SOURCE EXTRACT:
=====

How to start getting rid of your debt
38% of South African consumers are unable to pay their debt although they are spending less due to economic pressures.
Image: iStock
You can start getting rid of your debt if you set financial goals for yourself and draw up a plan so that you can reach these goals. It will not be easy, but it will be worth it once you experience the feeling of being debt-free.
Debtors were worse off in the fourth quarter of 2022 compared to the fourth quarter of 2016. According to the DebtBusters’ Debt Index for the fourth quarter of 2022, compared to 2016, consumers who applied for debt counselling had 33% less purchasing power, a higher debt-service burden and unsustainably high levels of unsecured debt.
While nominal income was on par with 2016, in real terms consumers could buy 33% less when cumulative inflation is factored in. The higher debt-service burden meant that consumers spent on average 63% of their take-home pay to pay their bills before entering debt counselling.
Consumers taking home R20 000 or more used 68% of their income to repay debt, while consumers with R10 000 had a debt-to-income ratio of 125% which means that their debt exceeded their income, with R12 500 due for debts. Those with take-home pay of more than R20 000, had a ratio of 161% which means that their debt exceeded their income, with R32 200 due for debts.
Unsecured debt levels were, on average, 21% higher than in 2016 and 50% higher for people with take-home pay of R20 000 a month or more, a direct result of people using unsecured credit to counter inflation eroding their income.
Claire Klassen, consumer financial education specialist at Momentum Metropolitan, says many consumers now want to know how to get rid of their debts as most of them are severely indebted and would like to escape the debt trap.
ALSO READ: Consumers worse off now than in 2016, as debt counselling inquiries increase by 53%
Budget can help get rid of debt
Klassen says the more you are aware of your spending, the better you will be at preventing a situation where you become overindebted. “In other words, if you know that you cannot afford to pay for the credit agreement you are about to sign for, you will most likely save cash to buy the item instead of using credit.”

=====

DATA EXTRACTS:

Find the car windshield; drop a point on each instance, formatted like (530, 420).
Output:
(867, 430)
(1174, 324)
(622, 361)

=====

TASKS AND EXERCISES:
(1) In the debt article, rewrite everything from "Image: iStock" down to "of being debt-free.", putting "free of debt" in place of "debt-free".
(2) Answer these questions about the debt article.
(a) What percentage of South African consumers are unable to pay their debt?
(b) On average, what share of their take-home pay did consumers spend on bills before entering debt counselling?
(c) What position does Claire Klassen hold?

SOLVED TASKS:
(1)
Image: iStock
You can start getting rid of your debt if you set financial goals for yourself and draw up a plan so that you can reach these goals. It will not be easy, but it will be worth it once you experience the feeling of being free of debt.

(2)
(a) 38% of South African consumers are unable to pay their debt.
(b) They spent on average 63% of their take-home pay on bills.
(c) She is a consumer financial education specialist at Momentum Metropolitan.